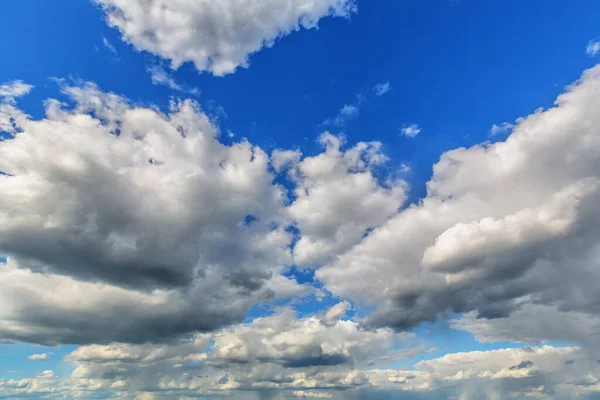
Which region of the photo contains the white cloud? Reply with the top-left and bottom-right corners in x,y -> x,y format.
585,40 -> 600,57
0,80 -> 33,135
0,80 -> 305,344
316,67 -> 600,329
0,344 -> 600,400
146,64 -> 199,95
490,122 -> 515,136
27,353 -> 50,361
373,82 -> 392,97
0,80 -> 33,98
95,0 -> 356,75
400,124 -> 421,138
102,36 -> 117,55
323,104 -> 360,128
282,133 -> 406,267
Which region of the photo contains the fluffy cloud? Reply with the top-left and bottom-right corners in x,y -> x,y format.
317,67 -> 600,329
323,104 -> 360,128
274,134 -> 406,267
146,64 -> 199,95
585,40 -> 600,57
400,124 -> 421,138
0,80 -> 33,134
27,353 -> 50,361
451,303 -> 600,351
0,80 -> 310,343
95,0 -> 356,75
373,82 -> 392,97
0,346 -> 600,400
55,304 -> 418,398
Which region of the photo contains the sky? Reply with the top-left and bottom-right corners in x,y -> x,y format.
0,0 -> 600,400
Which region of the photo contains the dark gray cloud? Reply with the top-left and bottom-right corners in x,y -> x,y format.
317,67 -> 600,342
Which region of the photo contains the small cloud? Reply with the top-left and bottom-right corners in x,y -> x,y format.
373,82 -> 392,97
509,360 -> 533,371
102,36 -> 117,55
490,122 -> 515,136
146,65 -> 199,95
27,353 -> 50,361
0,80 -> 33,98
400,124 -> 421,137
323,104 -> 360,127
585,39 -> 600,57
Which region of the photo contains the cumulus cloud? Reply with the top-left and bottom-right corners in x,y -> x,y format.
0,80 -> 310,343
282,133 -> 406,267
323,104 -> 360,128
373,82 -> 392,97
102,36 -> 117,55
0,80 -> 33,135
57,305 -> 406,398
450,303 -> 600,351
146,64 -> 198,95
0,80 -> 33,98
585,40 -> 600,57
490,122 -> 514,136
400,124 -> 421,138
95,0 -> 356,75
317,67 -> 600,329
0,344 -> 600,400
27,353 -> 50,361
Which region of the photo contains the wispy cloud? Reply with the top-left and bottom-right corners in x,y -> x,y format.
146,64 -> 199,95
585,39 -> 600,57
373,82 -> 392,97
322,82 -> 392,128
0,80 -> 33,98
27,353 -> 50,361
400,124 -> 421,137
323,104 -> 360,127
102,36 -> 117,55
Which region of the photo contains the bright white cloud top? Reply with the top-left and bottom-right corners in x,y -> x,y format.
0,61 -> 600,399
95,0 -> 356,76
0,0 -> 600,400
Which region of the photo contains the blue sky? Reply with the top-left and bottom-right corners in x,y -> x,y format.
0,0 -> 600,399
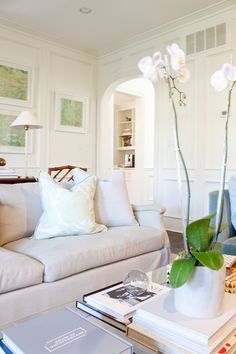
★ ★ ★
EXERCISE DIRECTIONS: Recast every one of the rows above as a numbered list with no blank lines, and omit the pictures.

SOLUTION FOR THIS EXERCISE:
1. Which region of the photo contains the white cloud? Reply with the top-left and bottom-right corners in x,y -> x,y format.
2. 585,40 -> 600,57
3. 0,80 -> 33,135
4. 0,80 -> 305,344
5. 316,67 -> 600,329
6. 0,344 -> 600,400
7. 146,64 -> 199,95
8. 490,122 -> 515,136
9. 27,353 -> 50,361
10. 373,82 -> 392,97
11. 0,80 -> 33,98
12. 95,0 -> 356,75
13. 400,124 -> 421,138
14. 102,36 -> 117,55
15. 323,104 -> 360,128
16. 282,133 -> 406,267
17. Which region of the photo contains the fluffy cloud? Reply with the top-left and bottom-right corners in x,y -> x,y format.
18. 317,67 -> 600,329
19. 323,104 -> 360,128
20. 274,134 -> 406,267
21. 146,64 -> 199,95
22. 585,40 -> 600,57
23. 400,124 -> 421,138
24. 0,80 -> 33,134
25. 27,353 -> 50,361
26. 451,303 -> 600,351
27. 0,80 -> 310,343
28. 95,0 -> 356,75
29. 373,82 -> 392,97
30. 0,346 -> 600,400
31. 55,304 -> 418,398
32. Which region of the photo contains the sky? Reply with the top-left and bottom-right corners in x,y -> x,y format.
33. 0,0 -> 600,400
34. Which region of the photo contains the dark gray cloud? Reply with the top-left and bottom-right corners in x,y -> x,y format.
35. 317,67 -> 600,342
36. Which region of the photo contains the small cloud? Reply with the top-left and bottom-right corners in x,y -> x,y format.
37. 373,82 -> 392,97
38. 509,360 -> 533,371
39. 102,36 -> 117,55
40. 490,122 -> 515,136
41. 146,65 -> 199,95
42. 27,353 -> 50,361
43. 0,80 -> 33,98
44. 400,124 -> 421,137
45. 323,104 -> 360,127
46. 585,39 -> 600,57
47. Which region of the photo contains the cumulus cloud? Reply with the top-left and bottom-right corners in x,y -> x,y format.
48. 0,80 -> 310,343
49. 282,133 -> 406,267
50. 323,104 -> 360,128
51. 373,82 -> 392,97
52. 102,36 -> 117,55
53. 0,80 -> 33,135
54. 57,305 -> 406,398
55. 450,303 -> 600,351
56. 146,64 -> 198,95
57. 0,80 -> 33,98
58. 585,40 -> 600,57
59. 490,122 -> 514,136
60. 400,124 -> 421,138
61. 95,0 -> 356,75
62. 317,67 -> 600,329
63. 0,344 -> 600,400
64. 27,353 -> 50,361
65. Which region of the photo contains the wispy cloud? Reply with the top-left and bottom-right corners in x,y -> x,y format.
66. 146,64 -> 199,95
67. 585,39 -> 600,57
68. 373,82 -> 392,97
69. 322,82 -> 392,128
70. 0,80 -> 33,98
71. 27,353 -> 50,361
72. 400,124 -> 421,137
73. 323,104 -> 360,127
74. 102,36 -> 117,55
75. Which region of the photo contains the bright white cloud top? Reply with the top-left and bottom-right corners in x,y -> x,y format.
76. 0,61 -> 600,399
77. 95,0 -> 356,76
78. 0,0 -> 600,400
79. Which region of the photo contains the blue sky? Reply with the top-left and bottom-right corners in x,y -> x,y format.
80. 0,0 -> 600,399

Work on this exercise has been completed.